*What you will do*: Where a line has odd spacing or punctuation, keep it; transcribe all the entries exactly.
- - - - - - -
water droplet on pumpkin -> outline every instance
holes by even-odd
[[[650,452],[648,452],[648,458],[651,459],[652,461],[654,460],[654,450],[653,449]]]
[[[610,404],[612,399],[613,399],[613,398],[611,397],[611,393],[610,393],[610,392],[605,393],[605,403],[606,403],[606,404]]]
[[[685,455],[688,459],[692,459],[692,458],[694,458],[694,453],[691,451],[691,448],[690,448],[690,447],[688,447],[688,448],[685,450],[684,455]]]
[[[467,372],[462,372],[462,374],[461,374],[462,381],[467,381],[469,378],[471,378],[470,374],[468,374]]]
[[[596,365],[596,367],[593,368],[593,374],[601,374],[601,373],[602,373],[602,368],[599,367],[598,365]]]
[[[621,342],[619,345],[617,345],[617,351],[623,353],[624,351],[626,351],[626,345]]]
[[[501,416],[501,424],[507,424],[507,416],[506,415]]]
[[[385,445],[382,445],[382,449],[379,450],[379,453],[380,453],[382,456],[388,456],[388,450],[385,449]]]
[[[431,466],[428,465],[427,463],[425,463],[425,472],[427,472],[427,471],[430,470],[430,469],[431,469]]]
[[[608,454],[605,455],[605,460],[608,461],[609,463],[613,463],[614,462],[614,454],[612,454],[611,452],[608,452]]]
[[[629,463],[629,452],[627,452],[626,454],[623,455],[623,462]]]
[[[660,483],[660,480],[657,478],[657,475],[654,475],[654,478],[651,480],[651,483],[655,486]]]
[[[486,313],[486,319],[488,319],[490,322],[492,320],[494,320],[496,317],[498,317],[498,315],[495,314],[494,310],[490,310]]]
- - - - - - -
*Answer for this exercise*:
water droplet on pumpkin -> outline every instance
holes by even-odd
[[[650,452],[648,452],[648,458],[651,459],[652,461],[654,460],[654,450],[653,449]]]
[[[610,404],[612,399],[613,399],[613,398],[611,397],[611,393],[610,393],[610,392],[605,393],[605,403],[606,403],[606,404]]]
[[[685,455],[688,459],[692,459],[692,458],[694,458],[694,453],[691,451],[691,448],[690,448],[690,447],[688,447],[688,448],[685,450],[684,455]]]
[[[467,372],[462,372],[462,374],[461,374],[462,381],[467,381],[469,378],[471,378],[470,374],[468,374]]]
[[[596,365],[596,367],[593,368],[593,374],[601,374],[601,373],[602,373],[602,368],[599,367],[598,365]]]
[[[621,342],[619,345],[617,345],[617,351],[623,353],[624,351],[626,351],[626,345]]]
[[[501,416],[501,424],[507,424],[507,416],[506,415]]]
[[[385,445],[382,445],[382,449],[379,450],[379,453],[380,453],[382,456],[388,456],[388,450],[385,449]]]
[[[431,466],[428,465],[427,463],[425,463],[425,472],[427,472],[427,471],[430,470],[430,469],[431,469]]]
[[[608,454],[605,455],[605,460],[608,461],[609,463],[613,463],[614,462],[614,454],[612,454],[611,452],[608,452]]]
[[[629,463],[629,452],[627,452],[626,454],[623,455],[623,462]]]
[[[660,483],[660,480],[657,478],[657,475],[654,475],[654,478],[651,480],[651,483],[655,486]]]
[[[486,313],[486,319],[488,319],[490,322],[492,320],[494,320],[496,317],[498,317],[498,315],[495,314],[494,310],[490,310]]]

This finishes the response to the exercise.